_Exercise goal_. Among the entries that follow, find every line with the word "white" and list it.

Spatial localization data:
Start of Block
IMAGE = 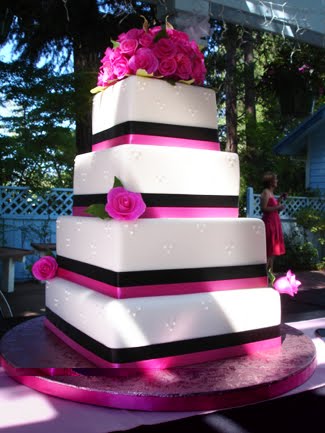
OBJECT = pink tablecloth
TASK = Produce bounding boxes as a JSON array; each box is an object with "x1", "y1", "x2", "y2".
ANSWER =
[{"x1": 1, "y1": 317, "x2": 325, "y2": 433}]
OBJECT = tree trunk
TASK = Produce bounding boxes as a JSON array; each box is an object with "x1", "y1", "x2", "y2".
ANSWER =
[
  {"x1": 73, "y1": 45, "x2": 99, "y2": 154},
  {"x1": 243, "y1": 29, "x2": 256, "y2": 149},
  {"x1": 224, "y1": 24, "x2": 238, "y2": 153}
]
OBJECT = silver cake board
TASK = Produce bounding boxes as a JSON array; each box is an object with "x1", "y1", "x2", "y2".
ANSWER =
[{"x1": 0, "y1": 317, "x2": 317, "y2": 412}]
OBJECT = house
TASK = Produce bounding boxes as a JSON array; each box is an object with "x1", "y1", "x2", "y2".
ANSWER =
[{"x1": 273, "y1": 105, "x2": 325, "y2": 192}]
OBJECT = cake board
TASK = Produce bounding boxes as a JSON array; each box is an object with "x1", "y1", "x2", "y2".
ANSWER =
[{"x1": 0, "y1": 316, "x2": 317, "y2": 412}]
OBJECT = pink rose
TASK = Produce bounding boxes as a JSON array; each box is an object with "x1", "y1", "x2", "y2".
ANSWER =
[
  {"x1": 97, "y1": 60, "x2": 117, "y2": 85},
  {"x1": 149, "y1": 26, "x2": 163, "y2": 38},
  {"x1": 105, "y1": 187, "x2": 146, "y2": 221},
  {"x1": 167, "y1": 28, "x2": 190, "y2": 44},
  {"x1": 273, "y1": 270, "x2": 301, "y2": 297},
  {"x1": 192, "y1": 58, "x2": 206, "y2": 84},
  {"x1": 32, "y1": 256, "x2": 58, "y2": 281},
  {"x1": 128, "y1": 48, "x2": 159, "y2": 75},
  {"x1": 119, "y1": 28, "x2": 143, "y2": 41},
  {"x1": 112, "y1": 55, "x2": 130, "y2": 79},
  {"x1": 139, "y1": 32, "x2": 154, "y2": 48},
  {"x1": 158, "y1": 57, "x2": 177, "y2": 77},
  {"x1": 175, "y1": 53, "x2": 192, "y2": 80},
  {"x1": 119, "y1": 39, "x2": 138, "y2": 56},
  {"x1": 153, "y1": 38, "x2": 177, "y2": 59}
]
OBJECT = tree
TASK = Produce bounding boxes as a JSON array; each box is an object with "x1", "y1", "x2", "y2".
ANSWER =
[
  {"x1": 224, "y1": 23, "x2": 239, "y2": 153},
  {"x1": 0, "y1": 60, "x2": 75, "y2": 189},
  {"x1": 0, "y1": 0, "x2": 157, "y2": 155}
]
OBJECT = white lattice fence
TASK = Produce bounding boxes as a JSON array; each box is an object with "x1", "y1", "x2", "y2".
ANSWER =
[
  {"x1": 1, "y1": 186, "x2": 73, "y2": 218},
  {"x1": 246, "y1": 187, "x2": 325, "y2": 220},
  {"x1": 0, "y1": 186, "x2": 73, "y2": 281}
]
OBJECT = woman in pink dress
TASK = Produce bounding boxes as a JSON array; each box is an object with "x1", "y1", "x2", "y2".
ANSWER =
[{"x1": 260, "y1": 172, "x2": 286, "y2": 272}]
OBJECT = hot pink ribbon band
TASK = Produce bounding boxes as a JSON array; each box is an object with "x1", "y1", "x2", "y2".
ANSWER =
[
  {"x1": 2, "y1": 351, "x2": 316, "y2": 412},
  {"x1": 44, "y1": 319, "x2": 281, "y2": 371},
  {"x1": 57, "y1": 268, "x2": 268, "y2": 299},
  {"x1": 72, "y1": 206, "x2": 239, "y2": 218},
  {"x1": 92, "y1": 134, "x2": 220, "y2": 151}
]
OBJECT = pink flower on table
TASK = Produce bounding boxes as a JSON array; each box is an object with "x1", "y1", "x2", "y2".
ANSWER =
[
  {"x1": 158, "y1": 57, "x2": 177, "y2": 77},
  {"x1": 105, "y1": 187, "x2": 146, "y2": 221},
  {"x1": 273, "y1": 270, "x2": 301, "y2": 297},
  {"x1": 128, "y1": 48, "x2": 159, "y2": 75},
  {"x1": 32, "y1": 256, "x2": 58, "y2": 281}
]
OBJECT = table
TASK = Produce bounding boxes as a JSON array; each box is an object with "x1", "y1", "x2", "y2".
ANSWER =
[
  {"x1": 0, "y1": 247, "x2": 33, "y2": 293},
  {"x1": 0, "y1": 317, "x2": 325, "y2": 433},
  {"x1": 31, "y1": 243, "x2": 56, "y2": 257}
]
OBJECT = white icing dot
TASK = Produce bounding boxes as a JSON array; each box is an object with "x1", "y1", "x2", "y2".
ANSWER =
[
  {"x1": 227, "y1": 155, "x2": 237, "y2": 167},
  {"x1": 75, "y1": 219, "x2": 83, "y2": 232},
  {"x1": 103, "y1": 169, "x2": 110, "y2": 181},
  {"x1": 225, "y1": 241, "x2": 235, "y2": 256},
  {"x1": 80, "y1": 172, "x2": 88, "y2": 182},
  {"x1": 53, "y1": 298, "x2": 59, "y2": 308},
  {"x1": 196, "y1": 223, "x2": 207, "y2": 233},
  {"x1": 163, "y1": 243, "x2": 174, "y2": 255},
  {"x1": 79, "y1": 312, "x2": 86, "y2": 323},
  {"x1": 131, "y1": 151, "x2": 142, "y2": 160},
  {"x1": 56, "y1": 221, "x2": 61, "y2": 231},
End of Block
_Response_.
OBJECT = white lattice fence
OBJECT = white icing dot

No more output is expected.